(Beginning of DATA SHOWN)

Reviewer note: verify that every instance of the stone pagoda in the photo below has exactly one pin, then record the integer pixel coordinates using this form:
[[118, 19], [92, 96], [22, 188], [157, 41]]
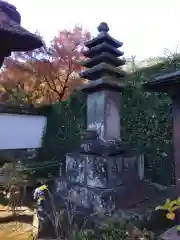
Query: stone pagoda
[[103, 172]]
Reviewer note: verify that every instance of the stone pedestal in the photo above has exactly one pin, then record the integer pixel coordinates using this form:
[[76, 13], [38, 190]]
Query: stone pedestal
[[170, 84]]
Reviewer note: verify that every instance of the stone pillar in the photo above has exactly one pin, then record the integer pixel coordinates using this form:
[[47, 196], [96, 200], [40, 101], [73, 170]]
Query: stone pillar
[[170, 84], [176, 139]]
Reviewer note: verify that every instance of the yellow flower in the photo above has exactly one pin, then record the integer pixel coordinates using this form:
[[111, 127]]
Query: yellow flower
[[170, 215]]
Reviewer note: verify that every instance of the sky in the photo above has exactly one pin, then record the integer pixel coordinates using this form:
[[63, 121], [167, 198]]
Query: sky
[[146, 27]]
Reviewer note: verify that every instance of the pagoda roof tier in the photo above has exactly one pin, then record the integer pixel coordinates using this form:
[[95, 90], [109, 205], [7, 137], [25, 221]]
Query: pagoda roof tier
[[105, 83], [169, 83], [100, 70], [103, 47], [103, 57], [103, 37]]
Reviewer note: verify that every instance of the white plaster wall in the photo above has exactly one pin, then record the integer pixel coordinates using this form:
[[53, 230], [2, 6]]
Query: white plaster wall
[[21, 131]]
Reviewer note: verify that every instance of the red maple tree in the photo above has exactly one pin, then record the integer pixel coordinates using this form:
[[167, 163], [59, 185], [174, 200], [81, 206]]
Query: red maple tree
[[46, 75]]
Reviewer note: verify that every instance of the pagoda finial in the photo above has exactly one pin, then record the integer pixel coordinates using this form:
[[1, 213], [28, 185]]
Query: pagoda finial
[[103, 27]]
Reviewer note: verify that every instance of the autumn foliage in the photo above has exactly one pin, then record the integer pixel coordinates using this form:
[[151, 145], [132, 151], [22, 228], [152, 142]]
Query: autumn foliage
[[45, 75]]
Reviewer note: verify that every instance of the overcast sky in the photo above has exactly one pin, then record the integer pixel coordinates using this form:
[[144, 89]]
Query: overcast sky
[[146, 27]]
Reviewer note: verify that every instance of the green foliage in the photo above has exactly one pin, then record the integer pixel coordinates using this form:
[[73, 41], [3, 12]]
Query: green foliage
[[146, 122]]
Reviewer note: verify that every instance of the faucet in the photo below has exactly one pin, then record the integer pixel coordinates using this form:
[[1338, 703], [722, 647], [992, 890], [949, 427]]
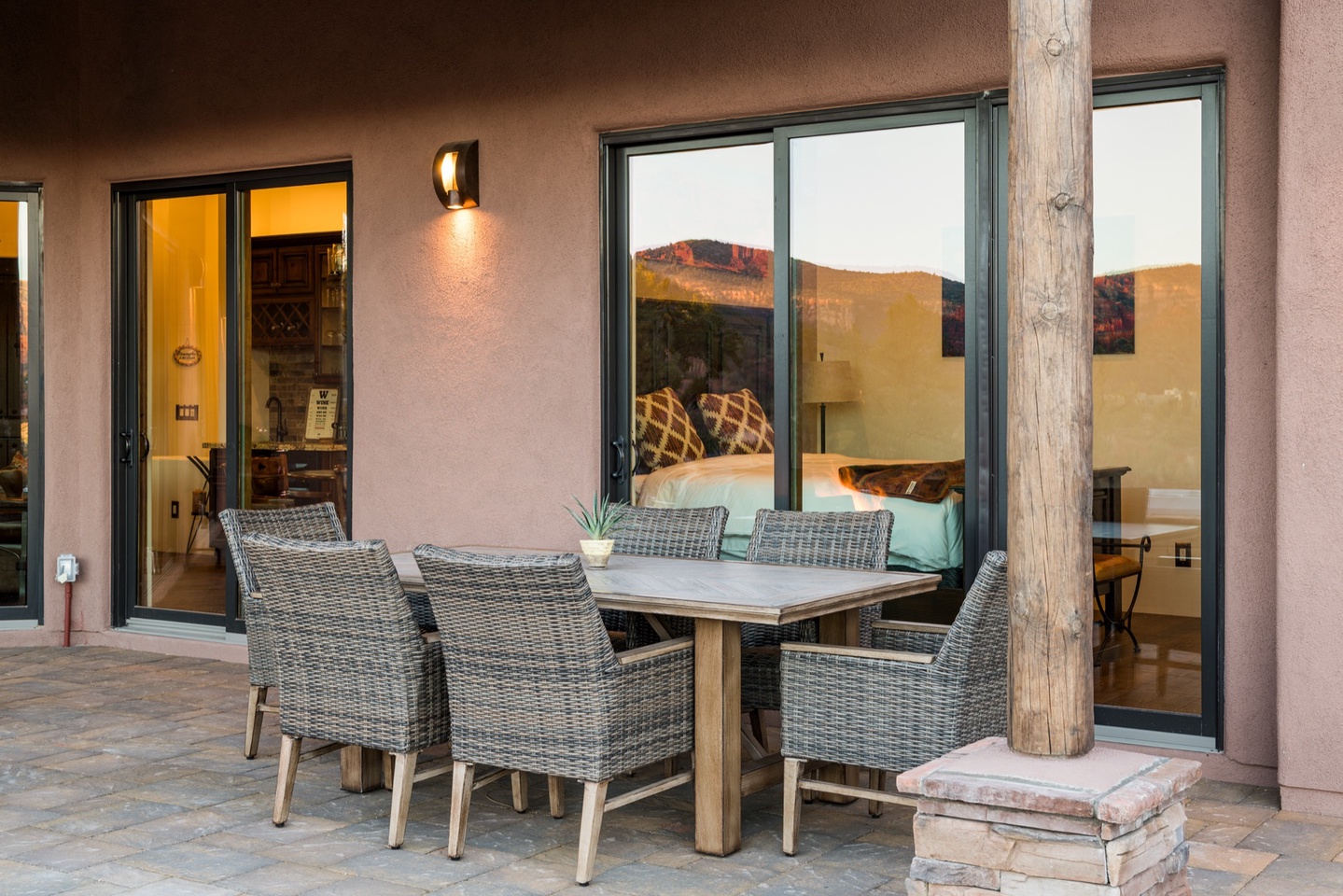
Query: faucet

(End of DATA SHOWN)
(Beginning of DATA SHOWN)

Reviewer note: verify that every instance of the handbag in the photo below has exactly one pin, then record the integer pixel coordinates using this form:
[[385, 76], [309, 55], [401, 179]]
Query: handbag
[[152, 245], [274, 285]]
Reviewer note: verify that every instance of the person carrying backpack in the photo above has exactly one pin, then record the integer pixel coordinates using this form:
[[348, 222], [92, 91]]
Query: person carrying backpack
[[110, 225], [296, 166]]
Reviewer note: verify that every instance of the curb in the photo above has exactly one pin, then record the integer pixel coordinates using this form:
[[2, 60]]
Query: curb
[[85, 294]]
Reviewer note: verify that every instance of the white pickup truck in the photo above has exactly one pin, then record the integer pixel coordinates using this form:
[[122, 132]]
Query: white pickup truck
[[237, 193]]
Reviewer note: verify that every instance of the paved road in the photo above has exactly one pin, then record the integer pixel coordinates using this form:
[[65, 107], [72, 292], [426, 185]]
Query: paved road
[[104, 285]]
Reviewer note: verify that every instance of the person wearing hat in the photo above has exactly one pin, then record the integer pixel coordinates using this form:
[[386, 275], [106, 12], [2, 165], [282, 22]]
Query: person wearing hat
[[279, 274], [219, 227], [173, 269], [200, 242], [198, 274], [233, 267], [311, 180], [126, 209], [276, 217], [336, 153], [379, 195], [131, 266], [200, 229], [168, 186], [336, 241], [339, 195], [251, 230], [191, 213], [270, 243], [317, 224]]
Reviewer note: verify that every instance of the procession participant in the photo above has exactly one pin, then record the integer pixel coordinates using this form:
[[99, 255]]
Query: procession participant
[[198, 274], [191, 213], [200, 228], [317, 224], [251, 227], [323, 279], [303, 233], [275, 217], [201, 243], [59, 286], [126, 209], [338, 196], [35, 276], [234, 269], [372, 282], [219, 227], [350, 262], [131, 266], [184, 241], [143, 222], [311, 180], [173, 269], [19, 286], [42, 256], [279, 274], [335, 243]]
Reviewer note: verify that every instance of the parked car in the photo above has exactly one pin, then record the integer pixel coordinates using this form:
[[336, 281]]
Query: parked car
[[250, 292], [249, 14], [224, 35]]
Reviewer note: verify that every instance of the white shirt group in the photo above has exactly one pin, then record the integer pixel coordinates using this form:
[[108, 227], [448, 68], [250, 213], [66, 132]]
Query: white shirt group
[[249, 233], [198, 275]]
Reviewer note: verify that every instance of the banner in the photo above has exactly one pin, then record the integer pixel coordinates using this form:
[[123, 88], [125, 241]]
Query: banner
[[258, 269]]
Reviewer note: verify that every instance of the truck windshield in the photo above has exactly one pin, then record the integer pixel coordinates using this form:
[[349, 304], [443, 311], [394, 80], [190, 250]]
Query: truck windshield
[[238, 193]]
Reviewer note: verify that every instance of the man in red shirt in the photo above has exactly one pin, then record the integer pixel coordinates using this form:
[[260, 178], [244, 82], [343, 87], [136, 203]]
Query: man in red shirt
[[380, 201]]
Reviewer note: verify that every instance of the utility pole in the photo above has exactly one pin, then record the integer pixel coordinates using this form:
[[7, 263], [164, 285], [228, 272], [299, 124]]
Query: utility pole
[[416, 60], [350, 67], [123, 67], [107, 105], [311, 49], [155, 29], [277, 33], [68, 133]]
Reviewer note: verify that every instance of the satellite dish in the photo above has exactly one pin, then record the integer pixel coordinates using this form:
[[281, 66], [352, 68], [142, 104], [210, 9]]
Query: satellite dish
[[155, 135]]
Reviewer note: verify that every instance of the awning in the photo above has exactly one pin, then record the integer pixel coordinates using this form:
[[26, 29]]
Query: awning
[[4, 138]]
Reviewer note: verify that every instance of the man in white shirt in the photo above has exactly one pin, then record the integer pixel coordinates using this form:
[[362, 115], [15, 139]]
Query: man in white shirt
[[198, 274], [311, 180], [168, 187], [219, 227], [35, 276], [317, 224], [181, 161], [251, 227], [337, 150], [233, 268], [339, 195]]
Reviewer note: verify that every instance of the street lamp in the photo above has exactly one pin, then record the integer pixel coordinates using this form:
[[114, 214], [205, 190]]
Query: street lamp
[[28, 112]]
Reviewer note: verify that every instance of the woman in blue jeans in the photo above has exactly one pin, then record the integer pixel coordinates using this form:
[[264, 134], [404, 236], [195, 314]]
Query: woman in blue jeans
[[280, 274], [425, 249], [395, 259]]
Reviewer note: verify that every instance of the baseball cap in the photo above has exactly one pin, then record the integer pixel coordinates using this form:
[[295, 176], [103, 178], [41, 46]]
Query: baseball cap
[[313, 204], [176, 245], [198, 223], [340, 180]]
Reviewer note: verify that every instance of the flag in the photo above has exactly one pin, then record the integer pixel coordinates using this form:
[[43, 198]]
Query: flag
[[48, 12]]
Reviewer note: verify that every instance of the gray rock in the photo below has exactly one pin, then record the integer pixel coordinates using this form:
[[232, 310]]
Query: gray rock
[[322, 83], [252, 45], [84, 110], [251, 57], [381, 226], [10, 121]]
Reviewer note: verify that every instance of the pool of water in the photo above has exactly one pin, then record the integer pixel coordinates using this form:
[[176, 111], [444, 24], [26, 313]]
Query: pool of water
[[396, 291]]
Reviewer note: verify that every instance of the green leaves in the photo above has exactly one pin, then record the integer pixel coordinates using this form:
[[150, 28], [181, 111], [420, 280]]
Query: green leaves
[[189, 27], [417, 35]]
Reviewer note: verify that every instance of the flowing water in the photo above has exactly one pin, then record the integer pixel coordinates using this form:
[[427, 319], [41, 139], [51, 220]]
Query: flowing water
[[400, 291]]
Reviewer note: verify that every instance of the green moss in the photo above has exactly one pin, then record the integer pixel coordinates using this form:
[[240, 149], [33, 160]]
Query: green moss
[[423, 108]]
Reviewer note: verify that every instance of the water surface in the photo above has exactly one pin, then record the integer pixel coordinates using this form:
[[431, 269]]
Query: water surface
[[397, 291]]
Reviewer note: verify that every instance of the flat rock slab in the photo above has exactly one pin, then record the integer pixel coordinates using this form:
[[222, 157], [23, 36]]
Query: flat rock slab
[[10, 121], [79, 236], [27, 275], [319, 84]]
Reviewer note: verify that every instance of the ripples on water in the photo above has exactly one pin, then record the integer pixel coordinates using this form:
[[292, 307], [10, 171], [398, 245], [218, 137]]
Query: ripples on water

(End of DATA SHOWN)

** YOUR GOAL **
From the records above, extract exactly and only the lines that begin at the line with "[[222, 157], [23, 36]]" and stop after the line with "Query: ripples on water".

** RESPONSE FOR THIS EXERCISE **
[[222, 157], [23, 36]]
Query: flat rock slab
[[10, 121], [79, 236], [27, 275], [319, 84]]
Reviewer note: verify that every instance of the ripples on water in the photo above has exactly one pin, then record the integer pixel coordinates using this form:
[[292, 307], [10, 171], [398, 245], [218, 137]]
Query: ripples on water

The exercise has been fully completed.